- [Problem details]
Pictures aside, return every line below exactly as written.

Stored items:
::::

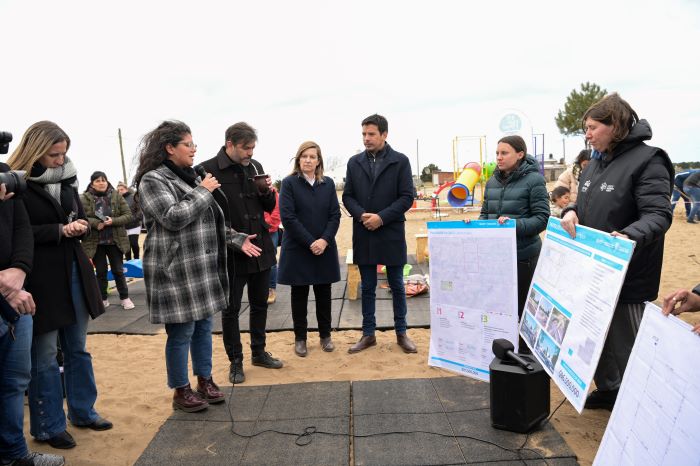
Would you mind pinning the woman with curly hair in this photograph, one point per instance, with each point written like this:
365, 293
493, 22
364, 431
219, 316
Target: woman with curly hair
184, 258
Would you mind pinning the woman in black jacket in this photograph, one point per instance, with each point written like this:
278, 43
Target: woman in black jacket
311, 215
518, 191
63, 285
625, 191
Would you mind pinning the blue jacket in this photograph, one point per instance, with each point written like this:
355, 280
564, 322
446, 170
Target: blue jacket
390, 194
523, 197
308, 213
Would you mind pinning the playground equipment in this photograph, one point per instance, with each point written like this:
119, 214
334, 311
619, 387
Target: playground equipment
463, 187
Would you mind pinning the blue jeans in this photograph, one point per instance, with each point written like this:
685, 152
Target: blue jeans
15, 369
189, 337
45, 389
394, 273
694, 194
273, 271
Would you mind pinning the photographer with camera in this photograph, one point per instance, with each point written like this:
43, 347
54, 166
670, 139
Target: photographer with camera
63, 285
17, 306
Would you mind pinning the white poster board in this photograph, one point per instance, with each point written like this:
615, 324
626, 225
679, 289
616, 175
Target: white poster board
656, 419
571, 302
473, 293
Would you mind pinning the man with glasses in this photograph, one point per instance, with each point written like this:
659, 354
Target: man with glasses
247, 198
378, 192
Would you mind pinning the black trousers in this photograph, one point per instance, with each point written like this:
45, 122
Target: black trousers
526, 270
134, 247
257, 297
300, 299
111, 251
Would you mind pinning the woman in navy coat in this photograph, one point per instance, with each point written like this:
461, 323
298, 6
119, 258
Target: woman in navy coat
309, 256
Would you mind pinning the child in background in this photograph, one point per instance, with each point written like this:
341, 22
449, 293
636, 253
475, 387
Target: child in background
273, 219
560, 197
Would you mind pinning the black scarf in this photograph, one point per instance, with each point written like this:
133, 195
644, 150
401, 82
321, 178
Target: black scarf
186, 174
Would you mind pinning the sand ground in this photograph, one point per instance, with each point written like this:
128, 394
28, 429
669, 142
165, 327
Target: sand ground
130, 370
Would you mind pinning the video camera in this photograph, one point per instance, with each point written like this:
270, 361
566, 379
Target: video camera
14, 180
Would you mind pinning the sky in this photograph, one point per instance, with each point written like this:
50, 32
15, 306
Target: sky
313, 70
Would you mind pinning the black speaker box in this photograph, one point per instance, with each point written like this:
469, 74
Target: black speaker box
519, 398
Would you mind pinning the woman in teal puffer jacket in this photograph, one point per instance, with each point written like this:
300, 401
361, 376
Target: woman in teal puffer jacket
518, 191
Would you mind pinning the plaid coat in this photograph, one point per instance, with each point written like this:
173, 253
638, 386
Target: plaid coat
184, 258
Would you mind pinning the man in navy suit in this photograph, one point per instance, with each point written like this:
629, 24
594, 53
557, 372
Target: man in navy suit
378, 192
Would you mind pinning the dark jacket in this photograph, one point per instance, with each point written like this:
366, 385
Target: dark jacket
244, 210
629, 191
135, 208
308, 213
680, 178
50, 280
693, 180
121, 215
521, 196
16, 241
390, 194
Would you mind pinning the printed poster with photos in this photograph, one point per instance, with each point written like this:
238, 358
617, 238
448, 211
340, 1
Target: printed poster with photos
571, 302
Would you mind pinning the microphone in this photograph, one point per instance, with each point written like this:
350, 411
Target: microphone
503, 349
202, 172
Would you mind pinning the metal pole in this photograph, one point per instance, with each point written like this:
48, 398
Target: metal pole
563, 148
121, 150
417, 162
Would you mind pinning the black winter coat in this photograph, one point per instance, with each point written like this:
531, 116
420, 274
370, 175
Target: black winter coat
308, 213
50, 280
389, 194
244, 210
629, 191
16, 241
521, 196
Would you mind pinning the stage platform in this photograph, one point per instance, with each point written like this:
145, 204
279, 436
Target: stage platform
391, 422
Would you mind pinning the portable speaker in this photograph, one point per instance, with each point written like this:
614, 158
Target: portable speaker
519, 398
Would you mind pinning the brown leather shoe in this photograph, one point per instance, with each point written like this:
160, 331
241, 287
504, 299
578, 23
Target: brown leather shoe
300, 348
327, 344
365, 342
406, 344
187, 400
209, 391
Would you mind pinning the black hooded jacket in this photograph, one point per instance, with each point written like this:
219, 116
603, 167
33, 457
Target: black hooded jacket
629, 191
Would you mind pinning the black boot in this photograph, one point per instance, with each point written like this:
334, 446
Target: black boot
235, 372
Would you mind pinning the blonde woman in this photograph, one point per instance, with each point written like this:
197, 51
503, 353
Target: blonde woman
63, 285
309, 257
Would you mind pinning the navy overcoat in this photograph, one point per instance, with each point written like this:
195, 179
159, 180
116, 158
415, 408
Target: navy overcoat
389, 194
308, 213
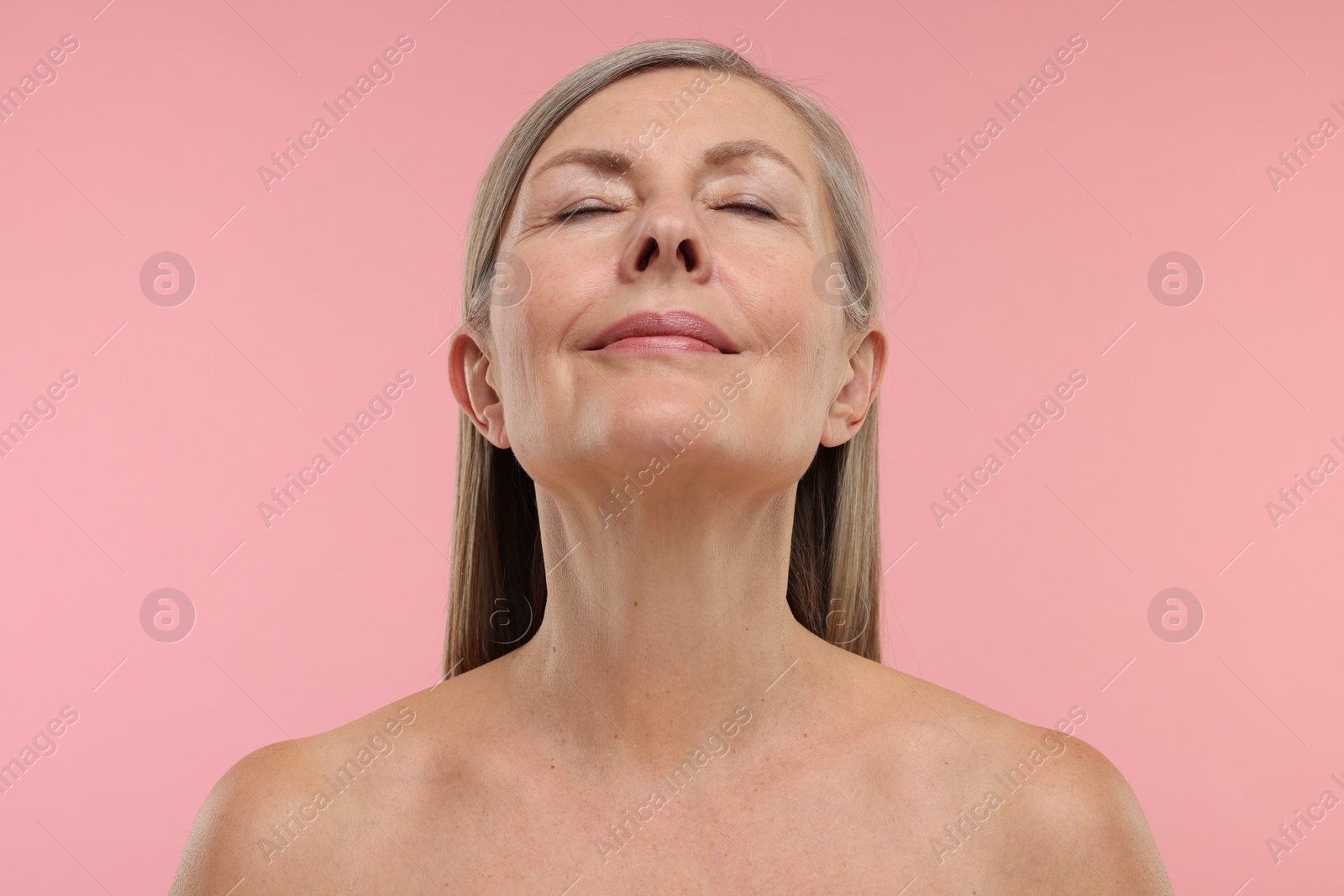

::::

- [Answer to this task]
Would you mind pinning the woman with curly hair in this photograph, one point per instance, with each point written like this:
365, 293
493, 22
364, 431
219, 316
Target: woman with curly hair
184, 258
Would you mind pinning the woman in black jacket in this photograph, one point per instance, with each point written like this:
278, 43
Target: woman in black jacket
311, 215
518, 191
63, 285
625, 191
Would you mind pinning the blue jacket in this photograph, one point per instance, with each point written like this:
355, 280
564, 322
446, 170
Target: blue jacket
390, 194
523, 197
308, 213
Would you mind pinning the playground equipment in this photograph, one point per instance, with each point written like this:
119, 214
334, 311
619, 387
Target: playground equipment
463, 187
Would you mind pinning the blue jeans in this photograph, one point per instance, with each point written like this:
685, 152
Target: blue jeans
15, 369
189, 337
45, 389
394, 273
694, 194
273, 271
Would you mind pinning the photographer with camera in this photograph, one point per instance, with each point written like this:
43, 347
54, 166
670, 139
Target: photographer with camera
63, 285
17, 306
Would you mind pinning the white poster board in this photograph, one point per instance, with each point written like this:
615, 324
626, 225
679, 289
616, 175
Target: white poster board
656, 419
571, 302
473, 293
Would you mind pinning the man with glasses in this photograph, one point per instance, with each point written like this:
659, 354
Target: man with glasses
247, 198
378, 192
Would you mind pinning the black trousers in this photograph, one point per instance, with each point written like this:
45, 122
Target: black trousers
526, 270
134, 247
257, 297
300, 299
111, 251
Would you mind pinning the woman in navy coat in this photograph, one point per instance, with each point written like this:
461, 323
298, 6
119, 258
Target: woman in navy coat
309, 256
Would you mind pinning the child in background in this photograph, one point per instance, with each point written like this:
341, 22
449, 293
636, 253
475, 387
Target: child in background
273, 219
560, 197
Would you mind pinning the black scarf in this photograph, one point per instance, with each point written like this:
133, 195
644, 150
401, 82
321, 178
Target: black scarf
186, 174
Would you mind pinning the sand ground in this photograph, one point per instance, with each point written like this:
128, 394
28, 429
669, 142
165, 327
Target: sand ground
130, 370
Would you mind pinning the video camera in this photograph, one point per instance, with each point written like this:
270, 361
566, 379
Target: video camera
14, 180
Would you mind pinning the sky in this photograph, one point per instance, with each point written like this:
50, 32
15, 306
Target: sky
313, 70
Would you mind pinning the black speaker box in this photograph, one point per instance, with each point written like this:
469, 74
Target: black speaker box
519, 398
Would you mind pinning the woman in teal puffer jacket in this photograph, one point per instance, with each point written like this:
300, 401
361, 376
Target: woman in teal puffer jacket
518, 191
Would you mind pinning the plaid coat in this photograph, one point per instance, with each point written like this:
173, 253
638, 386
Target: plaid coat
184, 258
Would you mind pinning the man in navy suit in this photograph, one point per instance, with each point written like this:
629, 24
594, 53
557, 372
Target: man in navy suit
378, 192
Would you mind pinning the dark jacket in this photograph, one point per instance, with each point written like this:
366, 385
Target: dark jacket
244, 210
629, 191
135, 208
308, 213
680, 178
50, 280
693, 180
121, 215
521, 196
16, 241
390, 194
Would you mind pinning the printed poster with photos in this photograph, one point per instance, with each point written like this:
238, 358
617, 238
448, 211
340, 1
Target: printed poster with photos
571, 302
Would you mind pinning the microphone in this photograph, one point per instance, with each point written like this:
350, 411
Target: microphone
503, 349
202, 172
Would you mind pinning the metal pole in this photograph, one point per instance, with each point written like this:
48, 398
Target: metal pole
563, 148
121, 150
417, 162
Would you mind pinning the black winter coat in this photograph, one point per instance, with each point written like this:
531, 116
420, 274
370, 175
Target: black winter coat
308, 213
50, 280
389, 194
244, 210
629, 191
16, 241
521, 196
Would you mind pinning the stage platform in this photograph, one point per instance, with each point written like this:
145, 204
279, 436
Target: stage platform
391, 422
Would you mind pinning the portable speaker in this photograph, one point per instance, with each point written like this:
614, 158
Target: portable speaker
519, 398
Would you mind pinning the brown leather shoe in this photograph, one point per instance, with each point written like this:
160, 331
241, 287
504, 299
578, 23
Target: brown leather shoe
300, 348
327, 344
365, 342
406, 344
187, 400
209, 391
Would you mind pinning the black hooded jacket in this photograph, one point per instance, with each point written like this:
219, 116
603, 167
33, 457
Target: black hooded jacket
629, 191
Would you mind pinning the black boot in this photograph, one point per instance, with each point written like this:
334, 446
Target: black boot
235, 372
Would you mind pinning the blonde woman in this photograph, one point per instance, with each point written like this:
197, 51
503, 353
Target: blonde woman
63, 285
309, 257
Would you mind pinning the navy overcoat in this photograph, one point per instance, with each point written like this:
195, 179
159, 180
116, 158
415, 408
Target: navy overcoat
389, 194
308, 213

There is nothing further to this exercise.